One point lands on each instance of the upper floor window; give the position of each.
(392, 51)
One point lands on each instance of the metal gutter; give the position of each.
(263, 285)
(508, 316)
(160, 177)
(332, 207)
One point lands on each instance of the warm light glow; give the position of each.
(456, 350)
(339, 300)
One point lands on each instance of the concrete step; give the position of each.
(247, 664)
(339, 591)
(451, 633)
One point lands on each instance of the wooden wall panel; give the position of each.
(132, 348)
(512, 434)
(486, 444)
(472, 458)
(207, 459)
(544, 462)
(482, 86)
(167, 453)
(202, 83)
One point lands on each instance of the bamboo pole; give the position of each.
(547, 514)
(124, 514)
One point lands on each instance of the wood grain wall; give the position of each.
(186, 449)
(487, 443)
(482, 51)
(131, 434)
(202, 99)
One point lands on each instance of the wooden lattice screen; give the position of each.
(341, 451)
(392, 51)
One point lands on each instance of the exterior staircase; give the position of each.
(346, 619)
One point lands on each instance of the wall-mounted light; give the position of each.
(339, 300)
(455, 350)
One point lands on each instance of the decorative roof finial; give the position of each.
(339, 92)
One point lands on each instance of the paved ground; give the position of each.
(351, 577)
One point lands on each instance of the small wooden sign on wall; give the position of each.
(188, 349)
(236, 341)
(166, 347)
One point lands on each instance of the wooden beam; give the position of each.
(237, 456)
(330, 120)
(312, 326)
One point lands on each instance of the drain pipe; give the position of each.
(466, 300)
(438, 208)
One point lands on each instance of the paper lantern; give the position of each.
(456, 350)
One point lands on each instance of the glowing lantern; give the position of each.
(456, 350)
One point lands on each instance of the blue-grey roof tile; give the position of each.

+---+

EXERCISE TASK:
Copy the records verbatim, beginning with the line containing "One point lands on each instance of the decorative" and continuing through the final line of the records.

WORKED ANSWER:
One point lands on each instance of the decorative roof finial; give the position of each.
(339, 92)
One point lands on each instance of the paved ground; give the position of each.
(351, 577)
One point lands on each instance of the small wooden sign on wall; give the position of each.
(188, 349)
(236, 341)
(166, 347)
One point lands on each instance of the wooden beam; give the position of each.
(237, 456)
(330, 120)
(312, 326)
One point lands on each instance of the drain pipe; give the position of each.
(466, 300)
(438, 208)
One point lands on each instance of the paper lantern; give the position of each.
(456, 350)
One point lands on each instance of the glowing lantern; give the position of each.
(456, 350)
One point lands on each instance of the blue-grey roof tile; give the position of each.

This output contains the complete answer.